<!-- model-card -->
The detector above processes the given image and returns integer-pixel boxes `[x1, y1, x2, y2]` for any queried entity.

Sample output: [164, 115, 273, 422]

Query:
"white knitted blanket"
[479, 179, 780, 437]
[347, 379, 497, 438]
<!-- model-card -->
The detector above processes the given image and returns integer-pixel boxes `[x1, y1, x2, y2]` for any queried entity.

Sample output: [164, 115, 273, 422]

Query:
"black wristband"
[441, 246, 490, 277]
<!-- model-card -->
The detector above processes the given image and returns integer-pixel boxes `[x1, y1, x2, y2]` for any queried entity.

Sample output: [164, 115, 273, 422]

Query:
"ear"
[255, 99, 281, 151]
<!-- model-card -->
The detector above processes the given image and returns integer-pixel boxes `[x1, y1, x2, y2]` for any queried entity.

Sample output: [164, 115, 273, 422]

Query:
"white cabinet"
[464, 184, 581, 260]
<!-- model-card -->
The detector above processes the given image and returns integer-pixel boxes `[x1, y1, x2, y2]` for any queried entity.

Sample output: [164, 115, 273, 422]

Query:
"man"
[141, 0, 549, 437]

# Exercise objective
Can you reproduce every line of the data above verbatim, from the first line to the last?

# Final result
<!-- model-card -->
The detector above processes the given image and returns integer-pixel boxes `[x1, y1, x2, y2]` for any queried entity.

Sample output: [164, 115, 273, 422]

Query:
"white knitted blanket"
[479, 179, 780, 437]
[347, 379, 497, 438]
<!-- model-card -->
The detector above processes the given image and returns integer-pixel boxes `[x1, y1, x2, y2]` for any queried entity.

Sample output: [164, 115, 273, 422]

Query:
"black wristband"
[441, 246, 490, 277]
<!-- model-card -->
The detector above processes the given image and returns integer-pixel boxes `[x1, y1, x2, y2]` for any queried entity.

Sample output: [164, 115, 273, 422]

Query:
"ear"
[255, 99, 281, 151]
<!-- model-card -->
The detector above processes the given image and returns integer-pixel boxes `[x1, y1, x2, y2]` for any queried entity.

Sample output: [164, 115, 273, 422]

Query:
"white cabinet"
[464, 184, 581, 260]
<!-- model-card -->
The detector above processes the given image and returns integer-pixel boxes `[x1, y1, x2, y2]` for any queried entity.

Sample output: [164, 115, 273, 422]

Query:
"man"
[141, 0, 549, 437]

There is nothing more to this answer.